Given entries:
-=-=-=-=-

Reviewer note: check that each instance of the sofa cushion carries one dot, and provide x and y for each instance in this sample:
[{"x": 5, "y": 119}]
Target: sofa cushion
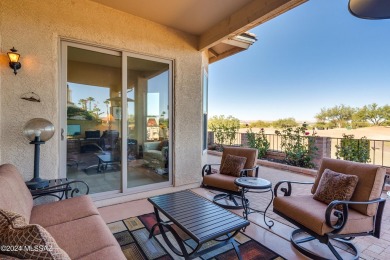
[
  {"x": 335, "y": 186},
  {"x": 84, "y": 236},
  {"x": 369, "y": 187},
  {"x": 233, "y": 165},
  {"x": 312, "y": 215},
  {"x": 63, "y": 211},
  {"x": 14, "y": 195},
  {"x": 221, "y": 181},
  {"x": 15, "y": 231},
  {"x": 249, "y": 153}
]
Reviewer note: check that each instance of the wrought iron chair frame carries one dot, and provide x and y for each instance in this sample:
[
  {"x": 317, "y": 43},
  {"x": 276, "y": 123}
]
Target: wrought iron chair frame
[
  {"x": 342, "y": 218},
  {"x": 229, "y": 194}
]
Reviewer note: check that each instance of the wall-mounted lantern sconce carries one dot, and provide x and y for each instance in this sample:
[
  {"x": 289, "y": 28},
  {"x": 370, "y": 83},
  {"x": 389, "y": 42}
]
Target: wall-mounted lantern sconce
[{"x": 14, "y": 60}]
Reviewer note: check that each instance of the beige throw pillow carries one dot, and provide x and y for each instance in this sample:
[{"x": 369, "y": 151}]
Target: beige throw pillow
[
  {"x": 21, "y": 240},
  {"x": 335, "y": 186},
  {"x": 233, "y": 165}
]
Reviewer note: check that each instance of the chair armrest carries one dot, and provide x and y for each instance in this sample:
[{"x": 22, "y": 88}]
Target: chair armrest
[
  {"x": 287, "y": 191},
  {"x": 244, "y": 172},
  {"x": 342, "y": 216},
  {"x": 206, "y": 170},
  {"x": 63, "y": 188}
]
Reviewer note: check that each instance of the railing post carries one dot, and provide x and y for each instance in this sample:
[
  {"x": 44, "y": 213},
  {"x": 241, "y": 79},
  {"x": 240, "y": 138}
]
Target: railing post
[
  {"x": 244, "y": 140},
  {"x": 210, "y": 137},
  {"x": 323, "y": 145}
]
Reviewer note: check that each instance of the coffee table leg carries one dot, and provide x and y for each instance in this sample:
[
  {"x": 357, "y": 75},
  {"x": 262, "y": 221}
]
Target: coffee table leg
[
  {"x": 265, "y": 211},
  {"x": 161, "y": 225}
]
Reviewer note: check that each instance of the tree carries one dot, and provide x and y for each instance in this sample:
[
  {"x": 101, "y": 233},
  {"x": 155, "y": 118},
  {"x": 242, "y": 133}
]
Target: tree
[
  {"x": 259, "y": 124},
  {"x": 338, "y": 115},
  {"x": 285, "y": 122},
  {"x": 374, "y": 114},
  {"x": 225, "y": 129}
]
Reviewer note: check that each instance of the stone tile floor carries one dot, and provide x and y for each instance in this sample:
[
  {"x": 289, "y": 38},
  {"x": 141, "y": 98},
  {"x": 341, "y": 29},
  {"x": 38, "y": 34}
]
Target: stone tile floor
[{"x": 369, "y": 246}]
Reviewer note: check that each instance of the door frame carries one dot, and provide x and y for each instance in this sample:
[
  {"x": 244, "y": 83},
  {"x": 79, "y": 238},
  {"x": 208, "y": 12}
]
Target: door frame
[{"x": 64, "y": 43}]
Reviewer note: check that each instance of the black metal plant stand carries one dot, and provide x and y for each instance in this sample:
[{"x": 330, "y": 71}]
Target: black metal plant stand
[
  {"x": 249, "y": 184},
  {"x": 37, "y": 182}
]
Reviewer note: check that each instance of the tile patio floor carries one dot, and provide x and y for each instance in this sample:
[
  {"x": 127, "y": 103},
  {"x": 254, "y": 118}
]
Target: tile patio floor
[{"x": 276, "y": 238}]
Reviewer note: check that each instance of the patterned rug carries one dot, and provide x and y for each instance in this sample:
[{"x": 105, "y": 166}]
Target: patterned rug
[{"x": 132, "y": 235}]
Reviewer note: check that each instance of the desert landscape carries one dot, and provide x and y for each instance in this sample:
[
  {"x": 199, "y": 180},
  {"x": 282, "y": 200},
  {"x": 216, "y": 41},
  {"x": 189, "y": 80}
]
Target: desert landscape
[{"x": 379, "y": 136}]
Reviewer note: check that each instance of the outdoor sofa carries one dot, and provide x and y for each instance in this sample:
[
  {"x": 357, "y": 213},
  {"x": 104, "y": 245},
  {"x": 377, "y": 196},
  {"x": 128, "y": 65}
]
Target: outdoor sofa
[{"x": 75, "y": 224}]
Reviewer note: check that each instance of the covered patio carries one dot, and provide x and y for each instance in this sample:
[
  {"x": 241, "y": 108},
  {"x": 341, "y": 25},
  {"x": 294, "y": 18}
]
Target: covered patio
[
  {"x": 276, "y": 238},
  {"x": 151, "y": 70}
]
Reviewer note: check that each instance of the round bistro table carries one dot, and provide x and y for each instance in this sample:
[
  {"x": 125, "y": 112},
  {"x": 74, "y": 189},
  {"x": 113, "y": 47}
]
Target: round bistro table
[{"x": 254, "y": 185}]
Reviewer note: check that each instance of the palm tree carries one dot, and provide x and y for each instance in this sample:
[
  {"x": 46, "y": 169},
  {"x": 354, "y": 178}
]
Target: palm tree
[
  {"x": 90, "y": 99},
  {"x": 107, "y": 102},
  {"x": 83, "y": 103}
]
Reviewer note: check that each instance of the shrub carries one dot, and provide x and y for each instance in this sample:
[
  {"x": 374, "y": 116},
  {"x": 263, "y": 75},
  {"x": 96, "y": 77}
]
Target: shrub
[
  {"x": 258, "y": 141},
  {"x": 356, "y": 150},
  {"x": 298, "y": 147},
  {"x": 284, "y": 123},
  {"x": 225, "y": 129}
]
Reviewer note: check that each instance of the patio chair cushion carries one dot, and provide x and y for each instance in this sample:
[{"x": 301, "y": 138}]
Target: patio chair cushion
[
  {"x": 84, "y": 237},
  {"x": 371, "y": 179},
  {"x": 15, "y": 231},
  {"x": 220, "y": 181},
  {"x": 63, "y": 211},
  {"x": 249, "y": 153},
  {"x": 312, "y": 215},
  {"x": 14, "y": 195},
  {"x": 335, "y": 186},
  {"x": 233, "y": 165}
]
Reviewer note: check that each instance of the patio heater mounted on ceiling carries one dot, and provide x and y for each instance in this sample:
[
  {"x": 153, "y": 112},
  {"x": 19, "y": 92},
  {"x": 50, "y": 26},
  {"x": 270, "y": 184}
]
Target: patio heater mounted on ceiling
[{"x": 370, "y": 9}]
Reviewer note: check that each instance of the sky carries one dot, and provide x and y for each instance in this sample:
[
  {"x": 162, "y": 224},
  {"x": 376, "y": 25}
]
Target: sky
[
  {"x": 314, "y": 56},
  {"x": 157, "y": 96}
]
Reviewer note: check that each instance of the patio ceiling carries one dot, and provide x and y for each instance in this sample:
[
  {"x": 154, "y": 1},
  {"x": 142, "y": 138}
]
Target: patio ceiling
[{"x": 219, "y": 24}]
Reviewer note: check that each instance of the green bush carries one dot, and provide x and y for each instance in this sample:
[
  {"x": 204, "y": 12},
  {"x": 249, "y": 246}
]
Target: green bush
[
  {"x": 356, "y": 150},
  {"x": 284, "y": 123},
  {"x": 298, "y": 147},
  {"x": 258, "y": 141},
  {"x": 225, "y": 129}
]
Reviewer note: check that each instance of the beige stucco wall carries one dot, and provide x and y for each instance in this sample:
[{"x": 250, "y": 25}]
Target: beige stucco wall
[{"x": 35, "y": 28}]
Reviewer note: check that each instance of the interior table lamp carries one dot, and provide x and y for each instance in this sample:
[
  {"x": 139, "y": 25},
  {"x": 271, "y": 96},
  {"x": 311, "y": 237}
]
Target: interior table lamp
[{"x": 38, "y": 131}]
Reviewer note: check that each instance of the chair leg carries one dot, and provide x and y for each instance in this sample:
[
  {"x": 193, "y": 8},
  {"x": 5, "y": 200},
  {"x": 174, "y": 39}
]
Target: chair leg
[{"x": 296, "y": 243}]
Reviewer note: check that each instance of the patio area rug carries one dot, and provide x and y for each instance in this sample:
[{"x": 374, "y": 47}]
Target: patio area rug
[{"x": 132, "y": 235}]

-=-=-=-=-

Written task: Take the line with "Reviewer note: check that each instance of the chair leg" and all lines after it through the end of the records, and write them out exactly; include nothing else.

The solution:
Reviewer note: check that each instance of the chair leg carries one dot, and provide x and y for each instance in this sample:
[
  {"x": 193, "y": 8},
  {"x": 5, "y": 200},
  {"x": 174, "y": 39}
]
Target: chair leg
[{"x": 296, "y": 243}]
Reviewer note: check that each instance of the patio area rug carries one dot, and provide x and y for each instance in this sample:
[{"x": 374, "y": 47}]
Target: patio area rug
[{"x": 132, "y": 235}]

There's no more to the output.